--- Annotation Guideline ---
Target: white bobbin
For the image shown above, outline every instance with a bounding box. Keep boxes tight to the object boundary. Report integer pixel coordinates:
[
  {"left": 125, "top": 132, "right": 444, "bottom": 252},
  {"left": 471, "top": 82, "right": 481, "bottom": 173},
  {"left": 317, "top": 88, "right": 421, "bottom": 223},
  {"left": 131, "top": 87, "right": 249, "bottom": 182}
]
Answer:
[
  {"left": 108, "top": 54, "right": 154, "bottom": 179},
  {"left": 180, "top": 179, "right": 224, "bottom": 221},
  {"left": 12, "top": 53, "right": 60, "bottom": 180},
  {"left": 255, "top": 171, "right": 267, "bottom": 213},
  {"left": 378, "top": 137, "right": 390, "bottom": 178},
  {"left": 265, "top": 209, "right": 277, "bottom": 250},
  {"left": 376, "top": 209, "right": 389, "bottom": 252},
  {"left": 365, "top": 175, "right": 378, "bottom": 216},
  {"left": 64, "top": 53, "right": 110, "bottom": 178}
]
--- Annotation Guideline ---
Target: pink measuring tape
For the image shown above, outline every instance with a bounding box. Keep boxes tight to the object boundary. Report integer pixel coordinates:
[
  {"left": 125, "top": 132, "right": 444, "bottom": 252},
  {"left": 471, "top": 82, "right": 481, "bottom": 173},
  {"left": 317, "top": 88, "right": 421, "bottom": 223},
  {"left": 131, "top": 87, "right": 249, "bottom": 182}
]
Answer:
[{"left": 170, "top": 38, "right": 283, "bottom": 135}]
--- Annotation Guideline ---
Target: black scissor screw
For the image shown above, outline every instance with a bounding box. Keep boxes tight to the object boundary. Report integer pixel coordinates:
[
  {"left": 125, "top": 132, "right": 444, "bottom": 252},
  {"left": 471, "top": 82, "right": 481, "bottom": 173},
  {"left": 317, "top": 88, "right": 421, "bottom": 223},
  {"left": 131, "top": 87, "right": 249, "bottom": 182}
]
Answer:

——————

[What is required] Give back every line of the data exactly as it was written.

[Result for this task]
--- Annotation Guideline ---
Target: white bobbin
For the image shown above, outline every instance with a bounding box. Keep boxes tight to the object boundary. Report integer pixel coordinates:
[
  {"left": 125, "top": 132, "right": 444, "bottom": 252},
  {"left": 471, "top": 82, "right": 481, "bottom": 173},
  {"left": 317, "top": 88, "right": 421, "bottom": 223},
  {"left": 131, "top": 87, "right": 249, "bottom": 182}
]
Answer:
[
  {"left": 108, "top": 54, "right": 154, "bottom": 179},
  {"left": 180, "top": 179, "right": 224, "bottom": 221},
  {"left": 12, "top": 53, "right": 60, "bottom": 180},
  {"left": 255, "top": 171, "right": 267, "bottom": 213},
  {"left": 378, "top": 137, "right": 390, "bottom": 178},
  {"left": 265, "top": 209, "right": 277, "bottom": 250},
  {"left": 376, "top": 209, "right": 389, "bottom": 252},
  {"left": 365, "top": 175, "right": 378, "bottom": 216},
  {"left": 64, "top": 53, "right": 110, "bottom": 178}
]
--- Annotation Guideline ---
Target: pink measuring tape
For the image shown above, outline every instance with a bounding box. Keep boxes tight to the object boundary. Report integer pixel coordinates:
[
  {"left": 125, "top": 132, "right": 444, "bottom": 252},
  {"left": 471, "top": 82, "right": 481, "bottom": 173},
  {"left": 317, "top": 88, "right": 421, "bottom": 223},
  {"left": 131, "top": 87, "right": 249, "bottom": 182}
]
Answer:
[{"left": 170, "top": 38, "right": 283, "bottom": 135}]
--- Annotation Guideline ---
Target: black scissor screw
For the image shown above, outline every instance with a bounding box. Keep boxes tight to the object boundary. Report integer pixel coordinates:
[
  {"left": 125, "top": 132, "right": 444, "bottom": 252},
  {"left": 471, "top": 82, "right": 481, "bottom": 173},
  {"left": 317, "top": 88, "right": 421, "bottom": 223},
  {"left": 131, "top": 87, "right": 249, "bottom": 182}
]
Answer:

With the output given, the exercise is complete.